- _Given records_
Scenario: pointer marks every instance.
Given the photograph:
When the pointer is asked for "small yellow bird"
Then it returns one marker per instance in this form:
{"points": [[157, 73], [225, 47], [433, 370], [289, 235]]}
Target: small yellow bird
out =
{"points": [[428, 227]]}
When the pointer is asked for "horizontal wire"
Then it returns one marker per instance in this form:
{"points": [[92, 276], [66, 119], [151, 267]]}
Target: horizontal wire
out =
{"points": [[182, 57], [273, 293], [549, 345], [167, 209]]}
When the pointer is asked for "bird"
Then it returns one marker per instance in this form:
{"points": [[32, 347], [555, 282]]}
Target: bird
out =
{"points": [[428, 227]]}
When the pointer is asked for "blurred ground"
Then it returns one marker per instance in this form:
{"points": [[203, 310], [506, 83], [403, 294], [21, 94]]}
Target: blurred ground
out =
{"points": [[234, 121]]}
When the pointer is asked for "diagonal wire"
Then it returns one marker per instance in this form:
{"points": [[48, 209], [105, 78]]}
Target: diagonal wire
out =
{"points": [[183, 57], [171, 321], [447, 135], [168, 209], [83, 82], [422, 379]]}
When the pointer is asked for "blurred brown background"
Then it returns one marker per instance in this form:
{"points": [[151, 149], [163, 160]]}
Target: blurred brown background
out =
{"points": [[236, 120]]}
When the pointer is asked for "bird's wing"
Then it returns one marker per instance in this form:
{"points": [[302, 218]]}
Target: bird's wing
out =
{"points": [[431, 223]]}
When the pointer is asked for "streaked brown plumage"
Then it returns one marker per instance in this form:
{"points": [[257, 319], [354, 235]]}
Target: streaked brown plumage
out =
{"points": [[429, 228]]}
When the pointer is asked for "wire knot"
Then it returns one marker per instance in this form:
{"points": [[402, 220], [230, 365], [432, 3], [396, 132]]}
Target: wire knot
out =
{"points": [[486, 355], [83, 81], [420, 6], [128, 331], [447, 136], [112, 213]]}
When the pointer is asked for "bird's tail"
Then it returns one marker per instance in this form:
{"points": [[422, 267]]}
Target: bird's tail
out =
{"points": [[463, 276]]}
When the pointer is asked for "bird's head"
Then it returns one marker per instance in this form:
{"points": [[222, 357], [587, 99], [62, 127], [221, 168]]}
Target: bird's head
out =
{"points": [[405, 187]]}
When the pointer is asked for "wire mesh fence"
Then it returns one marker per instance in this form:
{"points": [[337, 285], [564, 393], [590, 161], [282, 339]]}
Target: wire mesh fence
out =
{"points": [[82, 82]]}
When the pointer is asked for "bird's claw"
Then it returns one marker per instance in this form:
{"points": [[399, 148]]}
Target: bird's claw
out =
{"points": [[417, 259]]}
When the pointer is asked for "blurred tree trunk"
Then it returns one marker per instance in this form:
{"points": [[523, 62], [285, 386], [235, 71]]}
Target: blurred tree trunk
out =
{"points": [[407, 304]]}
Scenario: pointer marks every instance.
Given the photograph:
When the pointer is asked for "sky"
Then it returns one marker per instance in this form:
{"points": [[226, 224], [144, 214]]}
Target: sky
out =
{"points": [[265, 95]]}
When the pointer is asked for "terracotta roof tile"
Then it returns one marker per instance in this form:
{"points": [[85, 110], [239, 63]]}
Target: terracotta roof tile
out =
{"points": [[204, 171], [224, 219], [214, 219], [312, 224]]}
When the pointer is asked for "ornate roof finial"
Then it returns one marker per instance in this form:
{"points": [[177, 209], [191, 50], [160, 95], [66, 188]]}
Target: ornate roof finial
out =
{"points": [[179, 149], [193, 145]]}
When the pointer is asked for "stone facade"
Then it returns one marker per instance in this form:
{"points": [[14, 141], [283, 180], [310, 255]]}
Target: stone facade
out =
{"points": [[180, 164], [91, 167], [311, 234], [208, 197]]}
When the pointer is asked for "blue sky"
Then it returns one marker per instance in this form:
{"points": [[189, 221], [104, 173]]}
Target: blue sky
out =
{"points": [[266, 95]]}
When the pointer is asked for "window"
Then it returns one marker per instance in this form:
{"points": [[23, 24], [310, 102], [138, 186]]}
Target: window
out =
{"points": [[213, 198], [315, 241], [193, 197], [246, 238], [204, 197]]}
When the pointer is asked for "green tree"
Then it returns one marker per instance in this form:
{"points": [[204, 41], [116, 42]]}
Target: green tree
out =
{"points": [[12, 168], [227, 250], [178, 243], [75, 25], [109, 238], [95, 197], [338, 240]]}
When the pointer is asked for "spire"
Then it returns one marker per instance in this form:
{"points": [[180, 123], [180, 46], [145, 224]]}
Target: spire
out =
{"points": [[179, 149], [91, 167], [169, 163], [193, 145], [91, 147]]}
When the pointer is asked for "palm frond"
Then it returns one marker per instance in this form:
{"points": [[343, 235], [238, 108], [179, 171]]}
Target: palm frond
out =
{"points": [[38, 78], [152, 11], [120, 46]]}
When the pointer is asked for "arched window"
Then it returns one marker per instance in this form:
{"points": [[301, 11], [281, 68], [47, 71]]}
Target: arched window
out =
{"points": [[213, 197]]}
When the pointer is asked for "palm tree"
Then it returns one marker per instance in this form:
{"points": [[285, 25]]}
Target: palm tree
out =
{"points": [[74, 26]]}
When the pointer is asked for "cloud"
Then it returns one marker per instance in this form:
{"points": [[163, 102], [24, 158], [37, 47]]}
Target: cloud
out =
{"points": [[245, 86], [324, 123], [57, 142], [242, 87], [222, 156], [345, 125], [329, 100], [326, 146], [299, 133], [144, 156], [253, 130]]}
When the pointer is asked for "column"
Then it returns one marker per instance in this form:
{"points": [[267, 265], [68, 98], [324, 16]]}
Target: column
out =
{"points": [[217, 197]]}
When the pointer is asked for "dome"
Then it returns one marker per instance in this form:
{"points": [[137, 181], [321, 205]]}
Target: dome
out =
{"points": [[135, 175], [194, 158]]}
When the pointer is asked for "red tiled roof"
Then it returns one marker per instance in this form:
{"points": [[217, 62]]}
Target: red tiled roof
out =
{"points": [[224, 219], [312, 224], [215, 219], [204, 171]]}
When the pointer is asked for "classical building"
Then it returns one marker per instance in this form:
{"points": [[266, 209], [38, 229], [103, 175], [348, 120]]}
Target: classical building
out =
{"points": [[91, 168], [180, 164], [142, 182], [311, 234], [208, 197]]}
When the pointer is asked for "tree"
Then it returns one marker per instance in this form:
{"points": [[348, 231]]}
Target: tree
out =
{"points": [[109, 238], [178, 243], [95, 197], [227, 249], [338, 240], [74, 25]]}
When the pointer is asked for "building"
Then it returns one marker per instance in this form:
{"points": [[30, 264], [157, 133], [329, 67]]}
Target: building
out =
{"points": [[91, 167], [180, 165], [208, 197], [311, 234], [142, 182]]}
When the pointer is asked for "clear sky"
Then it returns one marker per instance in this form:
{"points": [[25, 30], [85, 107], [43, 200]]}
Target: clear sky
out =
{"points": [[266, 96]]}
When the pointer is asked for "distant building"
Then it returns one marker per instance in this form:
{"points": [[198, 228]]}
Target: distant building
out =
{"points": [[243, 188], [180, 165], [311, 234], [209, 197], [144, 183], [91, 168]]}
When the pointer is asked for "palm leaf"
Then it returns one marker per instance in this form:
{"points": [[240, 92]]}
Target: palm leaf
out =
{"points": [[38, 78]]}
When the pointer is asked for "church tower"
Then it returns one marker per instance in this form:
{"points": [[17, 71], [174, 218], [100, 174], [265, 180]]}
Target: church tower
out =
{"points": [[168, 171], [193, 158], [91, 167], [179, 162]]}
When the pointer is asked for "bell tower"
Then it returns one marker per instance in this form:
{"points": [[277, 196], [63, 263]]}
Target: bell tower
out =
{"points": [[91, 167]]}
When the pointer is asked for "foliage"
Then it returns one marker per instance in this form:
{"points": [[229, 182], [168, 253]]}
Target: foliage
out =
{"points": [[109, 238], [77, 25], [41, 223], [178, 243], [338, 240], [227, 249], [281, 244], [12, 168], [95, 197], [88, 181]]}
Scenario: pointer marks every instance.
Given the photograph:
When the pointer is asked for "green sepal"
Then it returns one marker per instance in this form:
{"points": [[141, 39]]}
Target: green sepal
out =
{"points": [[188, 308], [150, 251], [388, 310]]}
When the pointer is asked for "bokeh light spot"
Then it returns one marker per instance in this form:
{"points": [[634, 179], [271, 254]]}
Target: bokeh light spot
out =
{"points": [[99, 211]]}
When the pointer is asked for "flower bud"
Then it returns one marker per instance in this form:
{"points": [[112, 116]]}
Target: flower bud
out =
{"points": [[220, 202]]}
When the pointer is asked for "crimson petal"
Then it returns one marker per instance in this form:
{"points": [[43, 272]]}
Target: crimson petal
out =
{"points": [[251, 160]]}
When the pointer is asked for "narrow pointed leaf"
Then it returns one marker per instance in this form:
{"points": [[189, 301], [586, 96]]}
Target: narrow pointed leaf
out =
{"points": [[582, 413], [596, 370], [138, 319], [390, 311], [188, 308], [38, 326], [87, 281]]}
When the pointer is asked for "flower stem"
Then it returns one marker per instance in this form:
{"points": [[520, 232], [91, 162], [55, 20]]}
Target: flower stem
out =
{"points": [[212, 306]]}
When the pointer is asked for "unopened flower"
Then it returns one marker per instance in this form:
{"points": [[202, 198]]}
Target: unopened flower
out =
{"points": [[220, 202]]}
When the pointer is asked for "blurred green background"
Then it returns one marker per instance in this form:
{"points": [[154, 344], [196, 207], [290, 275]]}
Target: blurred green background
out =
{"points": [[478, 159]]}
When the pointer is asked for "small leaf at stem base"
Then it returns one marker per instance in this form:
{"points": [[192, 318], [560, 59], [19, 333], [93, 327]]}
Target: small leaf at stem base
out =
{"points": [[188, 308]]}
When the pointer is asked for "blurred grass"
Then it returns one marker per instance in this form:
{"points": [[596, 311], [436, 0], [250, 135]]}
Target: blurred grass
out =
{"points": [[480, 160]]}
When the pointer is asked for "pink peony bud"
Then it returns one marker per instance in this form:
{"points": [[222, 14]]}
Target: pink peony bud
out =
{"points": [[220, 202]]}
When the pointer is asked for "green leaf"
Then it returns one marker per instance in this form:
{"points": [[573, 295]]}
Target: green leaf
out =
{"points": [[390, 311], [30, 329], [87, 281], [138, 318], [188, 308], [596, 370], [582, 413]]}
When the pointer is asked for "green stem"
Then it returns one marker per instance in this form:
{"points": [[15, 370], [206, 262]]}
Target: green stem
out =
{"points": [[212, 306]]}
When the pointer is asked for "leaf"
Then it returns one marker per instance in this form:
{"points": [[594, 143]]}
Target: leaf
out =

- _Required work_
State how many lines of the records contain the string "wire". Reply with the number alone.

- _Solution_
8